Broadly speaking, the specification in GenCoG is more declarative while the one in NNSmith is more imperative (e.g., some manual sampling code is involved). I am aware that the specification in NNSmith contains more fine-grained handling of some corner cases, and therefore it may not be directly comparable with the one in GenCoG. However, GenCoG is still able to potentially make the specification simpler.

  1. GenCoG does not contain the value searching technique in NNSmith, which improves numerical validity. It is still possible that GenCoG can be extended with this part.

That is what I have to share for now. I may add some more details and discuss other related issues later.

2 Likes

Thanks for the input. For the “the specification of reshape is much longer”, just want to quickly explain that the validity spec for reshape in NNSmith can be as short as one liner like return product(*self.target_shape) == product(*input_shape). It is longer, not because we handled more corner cases or the way we describe specification is not declaritive, but because we did some non-trivial optimization to constraint the solve space to make SMT solving affordable. This is because the complexity of the MIP problem of a * b * c == d * f * g is too high. If you read the code more carefully, we did constraint sub-grouping (credit to my collaborator Jinkun) to convert the original high-complexity constraint to a low-complexity one, trading off a bit solving space for efficiency. I will read other comments later. Thanks for the input again!

1 Like

Many thanks. I did not completely understand what the code in requires is doing in the first place and made incorrect judgement in my comment. I apologize for that. Now I know and thanks again for your kind explanation.

There is one thing I am considering. Since the specification should be provided by human, I guess it should be as simple as possible. Maybe the developer only needs to write product(*self.target_shape) == product(*input_shape) in the specification and rest constraint solving implementation (including the optimizations like constraint sub-grouping you mentioned) can be done by the solver.

Then I may talk about my own experience. In the implementation of GenCoG, there is no such optimization that improves the solving efficiency. The solver directly feeds these non-trivial constraints to the SMT solver. However, the graph generation time of GenCoG is not so long. It takes less than one second to generate a 32-node graph. (It is not significantly slower than NNSmith, right?) In my opinion, though the general complexity of the MIP problem is high, for the cases that we encounter in operator generation, their actual complexity may still be acceptable.

### [Dataset]
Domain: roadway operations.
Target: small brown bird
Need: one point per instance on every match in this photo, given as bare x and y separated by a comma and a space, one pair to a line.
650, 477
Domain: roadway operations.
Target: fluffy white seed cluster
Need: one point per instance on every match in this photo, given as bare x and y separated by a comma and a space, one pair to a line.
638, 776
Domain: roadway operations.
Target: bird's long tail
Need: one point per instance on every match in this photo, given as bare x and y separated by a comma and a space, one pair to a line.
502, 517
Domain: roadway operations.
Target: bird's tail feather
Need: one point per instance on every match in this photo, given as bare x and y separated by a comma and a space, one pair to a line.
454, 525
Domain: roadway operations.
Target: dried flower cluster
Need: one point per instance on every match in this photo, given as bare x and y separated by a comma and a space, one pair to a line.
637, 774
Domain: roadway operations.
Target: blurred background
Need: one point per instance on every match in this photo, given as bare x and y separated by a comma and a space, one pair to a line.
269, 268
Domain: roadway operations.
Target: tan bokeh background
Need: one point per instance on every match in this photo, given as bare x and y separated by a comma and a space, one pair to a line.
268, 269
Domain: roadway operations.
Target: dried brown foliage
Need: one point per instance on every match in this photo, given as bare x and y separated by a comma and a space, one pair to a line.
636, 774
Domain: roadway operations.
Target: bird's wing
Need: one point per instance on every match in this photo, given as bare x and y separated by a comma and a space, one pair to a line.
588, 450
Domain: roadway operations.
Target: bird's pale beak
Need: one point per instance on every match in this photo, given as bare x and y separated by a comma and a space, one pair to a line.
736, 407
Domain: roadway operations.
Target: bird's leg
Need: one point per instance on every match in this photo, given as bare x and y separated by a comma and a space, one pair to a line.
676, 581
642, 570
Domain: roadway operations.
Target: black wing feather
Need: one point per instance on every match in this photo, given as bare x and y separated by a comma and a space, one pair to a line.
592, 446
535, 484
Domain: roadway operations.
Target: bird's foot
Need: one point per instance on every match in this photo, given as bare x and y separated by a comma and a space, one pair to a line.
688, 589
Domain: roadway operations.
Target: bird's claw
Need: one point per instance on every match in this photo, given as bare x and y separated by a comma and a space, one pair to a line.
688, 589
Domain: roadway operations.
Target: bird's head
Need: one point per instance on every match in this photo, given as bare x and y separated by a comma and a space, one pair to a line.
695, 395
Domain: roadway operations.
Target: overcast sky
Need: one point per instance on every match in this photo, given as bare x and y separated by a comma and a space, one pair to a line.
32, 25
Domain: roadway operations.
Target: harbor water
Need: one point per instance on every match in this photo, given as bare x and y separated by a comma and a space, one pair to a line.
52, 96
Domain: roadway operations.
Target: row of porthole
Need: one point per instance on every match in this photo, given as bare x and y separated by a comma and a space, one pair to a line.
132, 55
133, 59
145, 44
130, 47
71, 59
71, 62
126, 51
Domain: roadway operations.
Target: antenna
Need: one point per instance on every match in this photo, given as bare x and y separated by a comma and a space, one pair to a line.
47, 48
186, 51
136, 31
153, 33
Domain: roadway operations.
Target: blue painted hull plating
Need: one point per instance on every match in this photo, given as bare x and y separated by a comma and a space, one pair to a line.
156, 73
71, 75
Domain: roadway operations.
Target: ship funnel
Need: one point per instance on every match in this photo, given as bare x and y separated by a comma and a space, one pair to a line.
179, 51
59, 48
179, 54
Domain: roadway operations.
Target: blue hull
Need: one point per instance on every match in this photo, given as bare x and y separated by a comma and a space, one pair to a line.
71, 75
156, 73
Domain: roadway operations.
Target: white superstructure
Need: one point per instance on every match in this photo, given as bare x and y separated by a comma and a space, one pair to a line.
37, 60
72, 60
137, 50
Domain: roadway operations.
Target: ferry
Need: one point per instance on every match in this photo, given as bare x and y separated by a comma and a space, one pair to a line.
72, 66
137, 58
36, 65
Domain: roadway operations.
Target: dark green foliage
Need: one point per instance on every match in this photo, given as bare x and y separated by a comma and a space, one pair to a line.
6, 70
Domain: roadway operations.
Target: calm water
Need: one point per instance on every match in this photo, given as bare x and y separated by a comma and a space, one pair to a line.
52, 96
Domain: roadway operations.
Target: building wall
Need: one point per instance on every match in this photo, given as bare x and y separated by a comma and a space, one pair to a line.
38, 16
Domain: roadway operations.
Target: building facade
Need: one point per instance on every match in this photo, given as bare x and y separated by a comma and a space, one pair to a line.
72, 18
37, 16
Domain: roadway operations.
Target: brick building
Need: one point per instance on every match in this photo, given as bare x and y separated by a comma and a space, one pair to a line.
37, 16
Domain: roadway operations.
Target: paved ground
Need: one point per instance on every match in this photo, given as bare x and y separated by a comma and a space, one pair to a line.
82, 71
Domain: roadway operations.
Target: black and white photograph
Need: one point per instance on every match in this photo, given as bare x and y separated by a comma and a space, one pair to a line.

### [Exercise]
Pick up the forum discussion comparing GenCoG and NNSmith specifications right after its final sentence and continue writing it.

### [Result of the task]
I am not questioning the quality of your work. Definitely you did an excellent job in DL compiler fuzzing, and that’s why it is widely recognized by the community. I just want to discuss what may happen if we make different decisions in design and implementation of a graph-level fuzzer. Please feel free to point out my mistakes and I am looking forward to our further discussion.

Thanks for the discussion! I agree in most cases SMT solving are light-weight, given the majority of operators have simple constraints (e.g., element-wise or injective). Such optimization should only be considered in very rare cases. Taking the example of reshape again, solving one single reshape operator could bring up to 8 second solving time subjective to the number of symbols and prior constraints, which is why sometimes it is meanful to do some optimization.

Examples [click to expand]

But it could be specific to z3. There are other alternative solvers such as cvc5 and mip which might solve those constraints faster. BTW, we can talk more about the prior work elsewhere and let’s keep this thread more focused on RFC’s content. :slight_smile:

2 Likes

@ganler and @wzh99, I thank you both very much for sharing some insights about your explorations in fuzzing TVM. I am glad to hear that in your experience, SMT solvers have not proven a large burden to use. I preferred to avoid one here to avoid introducing another external dependency to TVM, but perhaps the convenience of being able to have a compact specification could be worth it in the long run.

Unfortunately (in response to @ganler’s question above), the type relations used in Relay’s compiler are opaque functions in C++ and so cannot easily be exported into SMT queries, so any approach will necessitate manually reimplementing the type constraints, either as solver queries or using the functions I defined here to directly generate solutions. It might be worth considering if reimplementing Relay’s type relations using a solver could be worth doing (I wondered about this in my TVMCon talk), but that would be a large project in its own right.

In addition to the validity constraints, there are some “practical” constraints to “stabilize” the fuzzer. For example, it would be great to have some computation constraints to limit the FLOPS or memory consumption of the generated program, otherwise, it might lead to a slowdown and OOM.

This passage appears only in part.